Instructions for the task >>
Under no circumstances alter the records; copy each one exactly.

Start of Provided records

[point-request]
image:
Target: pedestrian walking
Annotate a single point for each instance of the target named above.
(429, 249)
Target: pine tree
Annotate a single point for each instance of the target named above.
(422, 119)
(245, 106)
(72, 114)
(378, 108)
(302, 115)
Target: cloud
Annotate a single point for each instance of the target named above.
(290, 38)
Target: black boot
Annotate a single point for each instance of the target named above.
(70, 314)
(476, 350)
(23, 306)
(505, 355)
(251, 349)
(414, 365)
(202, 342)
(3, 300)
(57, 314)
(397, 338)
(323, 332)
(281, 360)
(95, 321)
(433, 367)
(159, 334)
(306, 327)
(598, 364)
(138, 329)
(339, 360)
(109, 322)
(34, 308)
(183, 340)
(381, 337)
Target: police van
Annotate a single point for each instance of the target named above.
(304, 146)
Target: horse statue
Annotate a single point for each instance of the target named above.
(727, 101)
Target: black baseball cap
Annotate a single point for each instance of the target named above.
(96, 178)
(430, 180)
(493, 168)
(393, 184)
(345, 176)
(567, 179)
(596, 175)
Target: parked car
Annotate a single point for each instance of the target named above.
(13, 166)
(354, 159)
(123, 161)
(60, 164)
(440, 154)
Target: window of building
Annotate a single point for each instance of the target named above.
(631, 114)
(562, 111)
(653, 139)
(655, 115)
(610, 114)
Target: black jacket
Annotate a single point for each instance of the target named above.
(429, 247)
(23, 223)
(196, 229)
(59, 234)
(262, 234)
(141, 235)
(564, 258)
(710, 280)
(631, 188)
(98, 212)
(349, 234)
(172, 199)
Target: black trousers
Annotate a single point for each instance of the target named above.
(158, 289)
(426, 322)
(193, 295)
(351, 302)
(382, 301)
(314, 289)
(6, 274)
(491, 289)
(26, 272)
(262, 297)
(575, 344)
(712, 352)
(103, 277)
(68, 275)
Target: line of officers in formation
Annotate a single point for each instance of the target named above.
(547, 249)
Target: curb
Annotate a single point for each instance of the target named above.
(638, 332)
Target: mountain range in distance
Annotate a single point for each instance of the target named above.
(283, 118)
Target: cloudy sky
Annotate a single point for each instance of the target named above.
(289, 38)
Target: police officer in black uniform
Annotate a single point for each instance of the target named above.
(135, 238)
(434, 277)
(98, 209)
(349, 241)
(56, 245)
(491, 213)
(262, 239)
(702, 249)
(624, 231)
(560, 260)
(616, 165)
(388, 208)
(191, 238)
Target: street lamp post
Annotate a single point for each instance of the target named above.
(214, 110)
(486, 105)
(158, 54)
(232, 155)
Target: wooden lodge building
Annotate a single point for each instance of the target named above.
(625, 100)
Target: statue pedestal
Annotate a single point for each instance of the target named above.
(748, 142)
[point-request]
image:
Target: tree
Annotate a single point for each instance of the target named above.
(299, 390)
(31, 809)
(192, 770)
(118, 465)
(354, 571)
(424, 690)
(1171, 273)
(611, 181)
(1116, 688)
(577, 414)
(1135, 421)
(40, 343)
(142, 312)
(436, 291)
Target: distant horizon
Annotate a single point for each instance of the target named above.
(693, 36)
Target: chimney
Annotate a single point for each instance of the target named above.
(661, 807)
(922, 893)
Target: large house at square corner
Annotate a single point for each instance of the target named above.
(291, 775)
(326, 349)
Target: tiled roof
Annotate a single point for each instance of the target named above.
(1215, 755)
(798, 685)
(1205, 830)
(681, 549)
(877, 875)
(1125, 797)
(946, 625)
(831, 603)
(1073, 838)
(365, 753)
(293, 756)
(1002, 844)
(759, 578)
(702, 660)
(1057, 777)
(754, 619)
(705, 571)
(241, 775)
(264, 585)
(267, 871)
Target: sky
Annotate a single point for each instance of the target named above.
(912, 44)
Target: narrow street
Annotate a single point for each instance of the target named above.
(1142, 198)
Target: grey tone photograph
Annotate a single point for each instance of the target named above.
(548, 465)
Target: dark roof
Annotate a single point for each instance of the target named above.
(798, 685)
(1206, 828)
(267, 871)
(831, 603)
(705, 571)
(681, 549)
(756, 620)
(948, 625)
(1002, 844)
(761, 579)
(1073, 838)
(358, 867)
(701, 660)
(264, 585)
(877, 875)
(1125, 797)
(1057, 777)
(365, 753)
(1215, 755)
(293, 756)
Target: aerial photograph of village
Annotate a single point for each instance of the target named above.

End of Provided records

Written reply >>
[point-request]
image:
Target: pedestrian walking
Annotate a single point for each instance of the target named above.
(429, 249)
Target: pine tree
Annotate a single point for each instance of the target named above.
(422, 119)
(245, 106)
(72, 114)
(378, 108)
(302, 115)
Target: cloud
Annotate a single point for each instance of the target named above.
(290, 38)
Target: black boot
Annotate a single point for each instance of the target named above.
(70, 314)
(476, 350)
(23, 306)
(505, 355)
(251, 349)
(414, 365)
(202, 342)
(3, 300)
(57, 314)
(397, 338)
(323, 332)
(281, 360)
(95, 321)
(433, 367)
(159, 334)
(306, 327)
(598, 364)
(138, 329)
(339, 360)
(109, 322)
(34, 308)
(183, 340)
(381, 337)
Target: police van
Annotate a single point for each instance of the target named above.
(304, 146)
Target: horse statue
Annotate a single point for each instance of the target named above.
(727, 101)
Target: black baseball cap
Annotate a single point for each instance of the target named above.
(96, 178)
(430, 180)
(493, 168)
(393, 184)
(345, 176)
(567, 179)
(596, 175)
Target: parked car
Annotate a single point for each instance of the target named above.
(13, 166)
(354, 159)
(123, 161)
(60, 164)
(440, 154)
Target: window of building
Annotate a single point for each instance of the target named above.
(631, 114)
(562, 111)
(653, 139)
(655, 115)
(610, 114)
Target: black jacket
Annotate a single point for each instance of the target named above.
(429, 247)
(23, 223)
(196, 229)
(59, 234)
(262, 234)
(141, 235)
(564, 258)
(710, 280)
(631, 188)
(98, 212)
(349, 234)
(172, 199)
Target: black trousers
Annotate a single point for each instance of the target named above.
(158, 289)
(426, 322)
(193, 295)
(351, 302)
(382, 301)
(314, 289)
(6, 274)
(491, 289)
(26, 272)
(262, 297)
(575, 344)
(712, 352)
(103, 277)
(68, 275)
Target: line of officers in formation
Annotate a single point for each instance of the target named above.
(547, 249)
Target: curb
Annotate a single point for each instance of the target named above.
(638, 332)
Target: mountain range in distance
Annotate a single point for each instance of the target named above.
(283, 118)
Target: cloudy sky
Annotate a single point for each instance of the target named above.
(289, 38)
Target: police officer in black uniform
Annotate a single point for each instance of the target named above.
(135, 238)
(434, 277)
(98, 209)
(349, 241)
(56, 245)
(491, 213)
(262, 239)
(702, 249)
(624, 231)
(560, 260)
(616, 165)
(388, 208)
(191, 238)
Target: street lamp post
Annotate a single point for each instance of the target named above.
(214, 110)
(486, 105)
(158, 54)
(232, 155)
Target: wooden lodge building
Annotate a single point for each instance of the target named above.
(625, 100)
Target: statue pedestal
Annotate a single point for each instance of the target named above.
(748, 142)
[point-request]
image:
Target: tree
Annotate a single point for each instance of the target named above.
(299, 390)
(31, 809)
(192, 770)
(118, 465)
(354, 571)
(424, 690)
(1171, 273)
(611, 181)
(1116, 688)
(577, 414)
(1135, 421)
(40, 343)
(142, 312)
(436, 291)
Target: distant horizon
Annotate a single point for each instance of the target named above.
(693, 36)
Target: chimney
Annotate a single point for each instance of the target named above.
(661, 807)
(922, 893)
Target: large house at square corner
Annotate a single point for each instance of the target named above.
(291, 775)
(326, 349)
Target: tiled roof
Annotate a single point for each instance of the target named above.
(1215, 755)
(798, 685)
(1205, 830)
(681, 549)
(877, 875)
(1125, 797)
(946, 625)
(831, 603)
(1073, 838)
(365, 753)
(293, 756)
(1002, 844)
(759, 578)
(702, 660)
(1057, 777)
(754, 619)
(705, 571)
(241, 775)
(264, 585)
(267, 871)
Target: sky
Annotate a single point for each instance of the target named above.
(912, 44)
Target: narrow street
Annotate a single point for each instance of the target named above.
(1142, 198)
Target: grey tone photograph
Annotate a single point for each instance of the target named above.
(548, 465)
Target: dark roof
Annotate a single point for each instance of the target named above.
(798, 685)
(1206, 828)
(267, 871)
(831, 603)
(705, 571)
(681, 549)
(756, 620)
(948, 625)
(1002, 844)
(761, 579)
(1073, 838)
(358, 867)
(701, 660)
(264, 585)
(877, 875)
(1125, 797)
(1057, 777)
(365, 753)
(1215, 755)
(293, 756)
Target: aerial photograph of village
Annotate a single point for each instance of the target named above.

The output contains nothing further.